**Task objective**
Write out the passage from the Dallas College text below, starting at "Dallas College is" and ending at "adult education programs.".
+++ Selected excerpt +++
Dallas College is a public community college with seven campuses in Dallas County, Texas. It serves more than 70,000 students annually in degree-granting, continuing education, and adult education programs.

Dallas College offers associate degree and career/technical certificate programs in more than 100 areas of study, as well as a bachelor's degree in education. It is one of the largest community college systems in Texas.

== History ==
Dallas College was founded as the Dallas County Junior College District in 1965, and became known as the Dallas County Community College District (DCCCD) in 1972. The first campus, El Centro College, was established in 1966 in downtown Dallas. Bill J. Priest served as the founding chancellor from 1965 until his retirement in 1981.

=== Consolidation ===
In February 2020, the Dallas County Community College District announced a plan to consolidate its seven constituent institutions, which at the time were separately accredited, into one accredited institution with multiple campuses. The move was primarily aimed at simplifying the enrollment process and graduation requirements. Students originally needed to complete at least 25% of credits at one campus; the merger removed this requirement.

The merger was approved by accreditor SACSCOC on June 12, 2020. In tandem, the district changed its name to Dallas College, repositioning its former constituent institutions as campuses (e.g., Brookhaven College became Dallas College Brookhaven Campus).
+++ Given data +++
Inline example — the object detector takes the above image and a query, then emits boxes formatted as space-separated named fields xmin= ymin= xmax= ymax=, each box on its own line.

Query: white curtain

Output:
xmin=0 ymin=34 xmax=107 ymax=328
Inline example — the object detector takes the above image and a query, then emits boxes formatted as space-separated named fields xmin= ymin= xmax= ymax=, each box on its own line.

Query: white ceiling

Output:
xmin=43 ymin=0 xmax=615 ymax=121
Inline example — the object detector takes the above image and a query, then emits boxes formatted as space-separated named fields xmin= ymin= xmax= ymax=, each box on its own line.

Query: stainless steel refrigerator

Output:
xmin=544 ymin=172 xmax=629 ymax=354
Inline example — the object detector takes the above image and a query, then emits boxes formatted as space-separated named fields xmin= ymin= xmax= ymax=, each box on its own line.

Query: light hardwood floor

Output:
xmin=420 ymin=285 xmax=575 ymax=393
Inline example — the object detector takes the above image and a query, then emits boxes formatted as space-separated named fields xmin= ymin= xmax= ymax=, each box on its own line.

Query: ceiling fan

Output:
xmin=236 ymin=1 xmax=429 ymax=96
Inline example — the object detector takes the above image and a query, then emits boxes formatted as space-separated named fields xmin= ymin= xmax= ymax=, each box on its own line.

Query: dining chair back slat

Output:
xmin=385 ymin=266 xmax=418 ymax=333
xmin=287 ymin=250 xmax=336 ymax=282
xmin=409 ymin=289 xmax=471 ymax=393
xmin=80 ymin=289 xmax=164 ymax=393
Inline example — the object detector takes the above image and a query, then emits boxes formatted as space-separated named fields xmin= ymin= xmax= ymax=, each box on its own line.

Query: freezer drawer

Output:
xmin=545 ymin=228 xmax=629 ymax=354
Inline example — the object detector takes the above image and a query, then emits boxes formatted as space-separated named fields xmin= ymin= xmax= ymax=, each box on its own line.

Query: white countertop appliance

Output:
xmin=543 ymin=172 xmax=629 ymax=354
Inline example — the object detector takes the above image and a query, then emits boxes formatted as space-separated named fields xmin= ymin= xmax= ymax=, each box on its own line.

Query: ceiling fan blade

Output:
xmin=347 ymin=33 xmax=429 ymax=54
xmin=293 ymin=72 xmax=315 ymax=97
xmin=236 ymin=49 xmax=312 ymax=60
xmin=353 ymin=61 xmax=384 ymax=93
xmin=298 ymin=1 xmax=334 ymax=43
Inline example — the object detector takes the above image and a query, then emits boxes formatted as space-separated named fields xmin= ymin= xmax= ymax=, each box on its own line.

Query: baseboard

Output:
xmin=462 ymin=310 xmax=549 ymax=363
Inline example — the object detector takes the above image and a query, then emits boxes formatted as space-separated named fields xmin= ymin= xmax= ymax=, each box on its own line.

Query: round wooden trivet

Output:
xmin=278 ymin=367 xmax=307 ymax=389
+++
**Reply**
Dallas College is a public community college with seven campuses in Dallas County, Texas. It serves more than 70,000 students annually in degree-granting, continuing education, and adult education programs.